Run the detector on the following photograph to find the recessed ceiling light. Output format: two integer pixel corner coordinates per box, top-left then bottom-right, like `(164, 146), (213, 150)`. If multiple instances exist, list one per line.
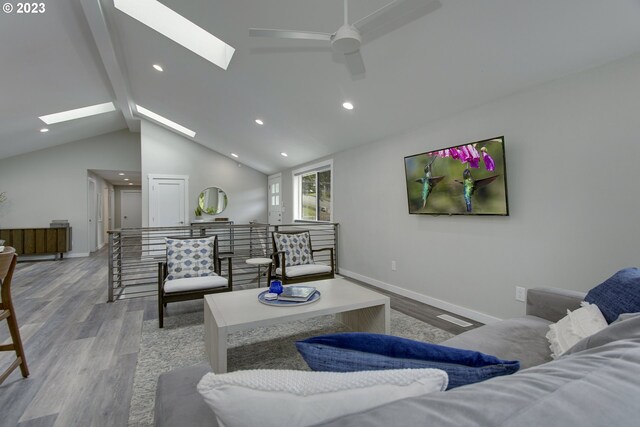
(39, 102), (116, 125)
(136, 105), (196, 138)
(113, 0), (235, 70)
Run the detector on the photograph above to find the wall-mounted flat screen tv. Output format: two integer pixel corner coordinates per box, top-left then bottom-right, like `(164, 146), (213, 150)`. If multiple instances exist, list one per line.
(404, 136), (509, 215)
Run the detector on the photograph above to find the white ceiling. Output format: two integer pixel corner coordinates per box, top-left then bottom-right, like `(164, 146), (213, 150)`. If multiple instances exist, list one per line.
(0, 0), (640, 173)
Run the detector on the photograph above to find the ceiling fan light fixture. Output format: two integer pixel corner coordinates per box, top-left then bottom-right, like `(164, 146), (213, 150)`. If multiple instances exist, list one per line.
(331, 25), (362, 53)
(342, 101), (353, 110)
(38, 102), (116, 125)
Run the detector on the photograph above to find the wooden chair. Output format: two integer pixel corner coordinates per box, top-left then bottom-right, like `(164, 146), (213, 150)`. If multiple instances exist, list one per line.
(0, 246), (29, 384)
(269, 230), (335, 285)
(158, 236), (233, 328)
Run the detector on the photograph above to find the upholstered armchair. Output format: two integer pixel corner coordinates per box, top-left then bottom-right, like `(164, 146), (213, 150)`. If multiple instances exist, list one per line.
(158, 236), (233, 328)
(269, 230), (334, 285)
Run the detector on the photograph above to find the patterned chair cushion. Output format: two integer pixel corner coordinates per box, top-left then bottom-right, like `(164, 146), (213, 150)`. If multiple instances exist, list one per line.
(273, 231), (313, 267)
(165, 237), (216, 280)
(276, 264), (331, 277)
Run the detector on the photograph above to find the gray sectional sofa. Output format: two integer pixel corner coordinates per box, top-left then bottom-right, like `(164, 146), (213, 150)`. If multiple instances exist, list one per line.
(155, 288), (640, 427)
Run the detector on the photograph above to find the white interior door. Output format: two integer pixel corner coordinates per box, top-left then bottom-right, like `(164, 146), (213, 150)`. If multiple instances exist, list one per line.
(120, 190), (142, 228)
(87, 178), (98, 252)
(267, 174), (282, 225)
(149, 175), (189, 227)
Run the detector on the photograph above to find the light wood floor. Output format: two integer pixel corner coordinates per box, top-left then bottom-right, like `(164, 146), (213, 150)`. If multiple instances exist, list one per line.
(0, 250), (479, 427)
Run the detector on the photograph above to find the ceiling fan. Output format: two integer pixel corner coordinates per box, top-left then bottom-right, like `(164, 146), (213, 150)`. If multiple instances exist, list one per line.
(249, 0), (441, 76)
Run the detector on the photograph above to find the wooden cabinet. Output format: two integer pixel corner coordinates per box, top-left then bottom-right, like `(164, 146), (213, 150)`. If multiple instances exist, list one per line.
(0, 227), (71, 258)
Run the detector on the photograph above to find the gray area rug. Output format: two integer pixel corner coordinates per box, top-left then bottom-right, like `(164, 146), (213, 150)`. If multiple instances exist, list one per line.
(129, 310), (453, 427)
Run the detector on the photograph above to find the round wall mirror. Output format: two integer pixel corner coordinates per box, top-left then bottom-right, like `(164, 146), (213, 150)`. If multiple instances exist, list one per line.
(198, 187), (227, 215)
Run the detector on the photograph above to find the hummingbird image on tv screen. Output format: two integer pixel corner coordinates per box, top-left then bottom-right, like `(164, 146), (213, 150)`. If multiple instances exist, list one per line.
(416, 157), (444, 209)
(456, 169), (500, 212)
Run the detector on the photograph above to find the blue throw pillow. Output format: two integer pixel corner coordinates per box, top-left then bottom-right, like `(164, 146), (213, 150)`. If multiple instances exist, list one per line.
(296, 332), (520, 389)
(584, 267), (640, 323)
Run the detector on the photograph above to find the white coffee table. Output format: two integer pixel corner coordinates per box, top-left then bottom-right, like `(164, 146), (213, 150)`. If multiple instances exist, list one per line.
(204, 278), (390, 374)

+===+

WHAT NEEDS TO BE DONE —
Switch every "photograph" in the data above to "photo" and write out all of the data again with nothing else changed. Leave the pictures out.

TASK RESPONSE —
Run the detector on the following photo to find the recessed ceiling light. Output format: two integer pixel corner coordinates per box, top-left then bottom-right, like `(164, 146), (213, 150)`. If multiple instances exist, list one per line.
(39, 102), (116, 125)
(136, 105), (196, 138)
(113, 0), (235, 70)
Run the detector on the photo above to find the wall-mounted flat screen tv. Output format: two integer pixel corner coordinates per box, top-left then bottom-right, like `(164, 146), (213, 150)`. If multiple instances exist, list one per line.
(404, 136), (509, 215)
Run the detector on the photo above to find the white ceiling. Output format: two integer pixel corner coordinates per box, top-left then bottom-right, like `(164, 146), (213, 150)`. If multiple instances exist, list one per line.
(0, 0), (640, 173)
Run the detector on the photo above to find the ceiling fan light fixture. Output format: two integer pixel corner coordinates per box, top-left then bottom-right, like `(164, 146), (213, 150)`. If multiple instances exist, list one per line.
(331, 25), (362, 53)
(342, 101), (353, 110)
(38, 102), (116, 125)
Run the detector on the photo above to find the wooden chair. Output format: two integer pixel corner coordinates per box, top-left then bottom-right, like `(164, 146), (213, 150)`. If multiple instances exist, list one per line.
(0, 246), (29, 384)
(269, 230), (335, 285)
(158, 236), (233, 328)
Run the detector on the photo above to find the upholstered armchair. Output format: two integer pixel corner coordinates per box, top-left then bottom-right, like `(164, 146), (213, 150)`. If multiple instances exist, list one per line.
(158, 236), (233, 328)
(269, 230), (334, 285)
Run the detector on the photo above to find the patterned chair cushion. Output format: two integer pixel corner coordinates per box, top-left then bottom-right, like `(164, 146), (213, 150)`. If multiple instances exist, list one per line.
(273, 231), (313, 267)
(165, 237), (216, 280)
(276, 264), (331, 277)
Run the detector on the photo above to find the gray sectional sofa. Output format: two integer pixel corner coordinates per box, top-left then bottom-right, like `(164, 146), (213, 150)`. If multiple instances exist, list one per line.
(155, 288), (640, 427)
Run the detector on the photo above to find the white interior door. Output format: two integer pixel corner coordinates per box, top-left then bottom-right, like `(164, 146), (213, 150)`. If multiple instances exist, list one per line.
(120, 190), (142, 228)
(87, 178), (98, 252)
(267, 174), (282, 225)
(149, 175), (189, 227)
Run the detector on the photo above to find the light wood floor. Output format: two integer pixel corner coordinates per box, top-left then bottom-right, like `(164, 146), (213, 150)`. If multiple instances exist, list one per line.
(0, 250), (479, 427)
Run the detector on the photo above to find the ceiling fan. Output format: two integer pixel corner coordinates per box, top-left then bottom-right, like `(164, 146), (213, 150)`. If multiple instances exist, list one per line.
(249, 0), (441, 76)
Run the detector on the photo above to find the wooden cabinet. Output format: two integer pixel corner coordinates per box, top-left then bottom-right, like `(164, 146), (213, 150)`. If multiple instances exist, list one per line.
(0, 227), (71, 258)
Run the detector on the photo above to find the gray area rug. Output format: two integer pixel corner coordinates per box, top-left then bottom-right, like `(164, 146), (213, 150)`. If multiple instances exist, list one per line.
(129, 310), (453, 427)
Run the detector on the photo above to find the round wall mirror. Output format: two integer pixel corner coordinates per box, top-left then bottom-right, like `(164, 146), (213, 150)`. If multiple instances exist, list one per line.
(198, 187), (227, 215)
Run the detector on the photo above to find the hummingbird image on tv screen. Output format: two integer pixel corner coordinates per box, top-left then bottom-right, like `(164, 146), (213, 150)`. If multiple instances exist, list one per line.
(416, 157), (444, 209)
(456, 169), (500, 212)
Run the detector on the photo above to find the blue throw pillow. Output format: two integer pixel corner coordinates per box, top-left then bottom-right, like `(164, 146), (213, 150)`. If multiple instances exist, list one per line.
(296, 332), (520, 389)
(584, 267), (640, 323)
Run the detector on the photo above to find the white coffee table. Output format: two integer pixel corner coordinates per box, top-left then bottom-right, like `(164, 146), (213, 150)`. If multiple instances exist, list one per line.
(204, 278), (390, 374)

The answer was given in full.